She was practical and pragmatic, concerned primarily with the mechanics of power, its acquisition and its exercise. A sad chapter in her many years in office was when she moved away from secularism, and to win the Hindi-Hindu vote in North India, consciously or otherwise brought Hindu chauvinism to the surface and allowed it to become a legitimate force in Indian politics… She was at her toughest when the unity of India was threatened. There was outrage throughout the Sikh world when she ordered troops into the Sikh holy temple at Amritsar… [S]he was unsentimental and concerned only with the power of the state which she was determined to preserve. She paid for it with her life in 1984, assassinated by her own Sikh bodyguards. (pp. 454-455)
Only a well-intentioned prime minister would have sent Indian troops to Sri Lanka to put down a rebellion by Jaffna Tamils. These were descendants of Tamils who had left India over 1,000 years ago and were different from India’s Tamils. Indian soldiers spilt blood in Sri Lanka. They withdrew and the fighting went on. In 1991, a young Jaffna Tamil woman approached [Rajiv Gandhi] at an election rally near Madras, ostensibly to garland him, and blew them both up. It was not fair. His intentions had been good. (p. 456)
[President Zia Ul-Haq] invited me to visit Pakistan, which I did in March 1988… I was impressed to see Islamabad noticeably cleaner and better maintained than Delhi, with none of the filth, slums and streets overflowing with people in the city centre. Standards at their guesthouse and hotel were also higher. (p. 466)
Ties with Pakistan again stagnated until Nawaz Sharif became prime minister in November 1990… He visited Singapore twice in 1991 – March, quietly, to study the reasons for our economic progress; in December, to ask me to visit his country and advise on the opening up of its economy. Pakistan, he said, had started on bold reforms, using Singapore as a model.
****************
- EXERCISE -
Retype the passage about Indian and Pakistani leaders, starting at "Only a well-intentioned" and ending at "good. (p. 456)". The records have no connection to the passage about Indian and Pakistani leaders.
****************
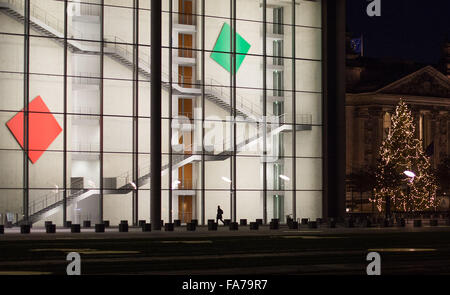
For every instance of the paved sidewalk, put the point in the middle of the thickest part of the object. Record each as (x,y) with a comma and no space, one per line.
(202,231)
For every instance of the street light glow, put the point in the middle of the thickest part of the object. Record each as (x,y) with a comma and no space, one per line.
(226,179)
(284,177)
(409,173)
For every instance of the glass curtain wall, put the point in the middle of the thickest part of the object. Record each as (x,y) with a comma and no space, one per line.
(241,110)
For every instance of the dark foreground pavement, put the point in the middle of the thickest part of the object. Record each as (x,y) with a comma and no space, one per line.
(305,251)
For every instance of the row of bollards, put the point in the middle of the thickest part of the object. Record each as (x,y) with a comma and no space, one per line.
(213,225)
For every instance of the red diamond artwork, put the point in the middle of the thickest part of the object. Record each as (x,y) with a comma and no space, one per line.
(43,128)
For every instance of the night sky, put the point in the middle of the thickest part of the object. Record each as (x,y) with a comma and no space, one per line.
(407,29)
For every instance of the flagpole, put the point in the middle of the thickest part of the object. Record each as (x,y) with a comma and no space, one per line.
(362,45)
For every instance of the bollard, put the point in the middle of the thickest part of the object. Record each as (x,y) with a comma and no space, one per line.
(349,223)
(254,225)
(168,227)
(386,223)
(274,225)
(234,226)
(312,224)
(293,225)
(50,228)
(75,228)
(100,228)
(366,223)
(212,225)
(25,229)
(147,227)
(332,223)
(190,226)
(123,227)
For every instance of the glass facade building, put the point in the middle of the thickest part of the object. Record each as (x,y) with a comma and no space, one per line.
(242,110)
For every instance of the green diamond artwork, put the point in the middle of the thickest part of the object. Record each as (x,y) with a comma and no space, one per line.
(223,44)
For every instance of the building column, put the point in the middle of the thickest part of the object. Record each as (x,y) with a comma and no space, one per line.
(155,112)
(333,74)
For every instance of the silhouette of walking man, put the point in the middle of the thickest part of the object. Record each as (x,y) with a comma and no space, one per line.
(219,215)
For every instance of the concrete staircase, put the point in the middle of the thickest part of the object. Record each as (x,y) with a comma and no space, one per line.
(51,27)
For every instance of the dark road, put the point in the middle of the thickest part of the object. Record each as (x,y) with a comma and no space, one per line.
(327,251)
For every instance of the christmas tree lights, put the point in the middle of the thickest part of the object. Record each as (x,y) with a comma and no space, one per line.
(401,152)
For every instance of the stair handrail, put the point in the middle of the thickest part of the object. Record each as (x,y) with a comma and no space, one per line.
(42,15)
(248,106)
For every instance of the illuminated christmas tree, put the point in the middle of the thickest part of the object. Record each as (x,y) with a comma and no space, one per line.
(400,152)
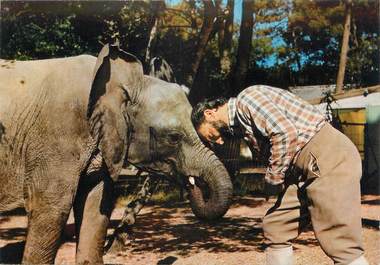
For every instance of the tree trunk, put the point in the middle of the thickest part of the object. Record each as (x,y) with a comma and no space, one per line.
(345,46)
(207,26)
(244,46)
(225,39)
(156,7)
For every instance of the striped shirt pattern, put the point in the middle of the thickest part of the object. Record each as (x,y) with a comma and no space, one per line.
(287,121)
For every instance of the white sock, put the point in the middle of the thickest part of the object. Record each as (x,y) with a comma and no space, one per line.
(280,256)
(360,261)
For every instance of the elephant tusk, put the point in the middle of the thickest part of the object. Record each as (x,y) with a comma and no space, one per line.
(192,180)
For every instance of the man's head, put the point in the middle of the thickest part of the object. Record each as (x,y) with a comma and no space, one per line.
(210,119)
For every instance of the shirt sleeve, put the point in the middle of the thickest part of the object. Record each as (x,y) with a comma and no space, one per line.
(257,110)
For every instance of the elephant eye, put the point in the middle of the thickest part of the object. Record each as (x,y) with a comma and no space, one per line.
(174,137)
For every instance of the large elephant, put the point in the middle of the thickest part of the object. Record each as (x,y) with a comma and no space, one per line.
(68,125)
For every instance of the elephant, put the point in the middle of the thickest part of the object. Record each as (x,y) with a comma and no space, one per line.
(67,127)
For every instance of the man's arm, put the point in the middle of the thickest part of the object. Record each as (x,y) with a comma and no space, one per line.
(256,107)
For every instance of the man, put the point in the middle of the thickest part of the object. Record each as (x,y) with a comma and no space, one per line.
(307,156)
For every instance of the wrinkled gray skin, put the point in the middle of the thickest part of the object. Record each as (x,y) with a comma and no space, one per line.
(65,133)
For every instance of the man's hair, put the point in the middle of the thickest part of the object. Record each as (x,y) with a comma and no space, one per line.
(197,115)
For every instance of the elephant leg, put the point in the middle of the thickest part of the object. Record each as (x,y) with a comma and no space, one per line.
(92,209)
(122,233)
(46,222)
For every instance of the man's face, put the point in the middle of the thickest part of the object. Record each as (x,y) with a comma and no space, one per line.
(212,131)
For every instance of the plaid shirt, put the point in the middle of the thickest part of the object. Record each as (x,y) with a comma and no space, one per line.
(275,122)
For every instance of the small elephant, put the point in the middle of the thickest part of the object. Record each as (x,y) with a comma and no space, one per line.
(69,125)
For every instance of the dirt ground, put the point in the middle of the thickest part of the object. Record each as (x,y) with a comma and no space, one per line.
(170,234)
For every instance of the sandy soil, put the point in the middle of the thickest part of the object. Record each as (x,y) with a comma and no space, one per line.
(170,234)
****************
- WORKED ANSWER -
Only a well-intentioned prime minister would have sent Indian troops to Sri Lanka to put down a rebellion by Jaffna Tamils. These were descendants of Tamils who had left India over 1,000 years ago and were different from India’s Tamils. Indian soldiers spilt blood in Sri Lanka. They withdrew and the fighting went on. In 1991, a young Jaffna Tamil woman approached [Rajiv Gandhi] at an election rally near Madras, ostensibly to garland him, and blew them both up. It was not fair. His intentions had been good. (p. 456)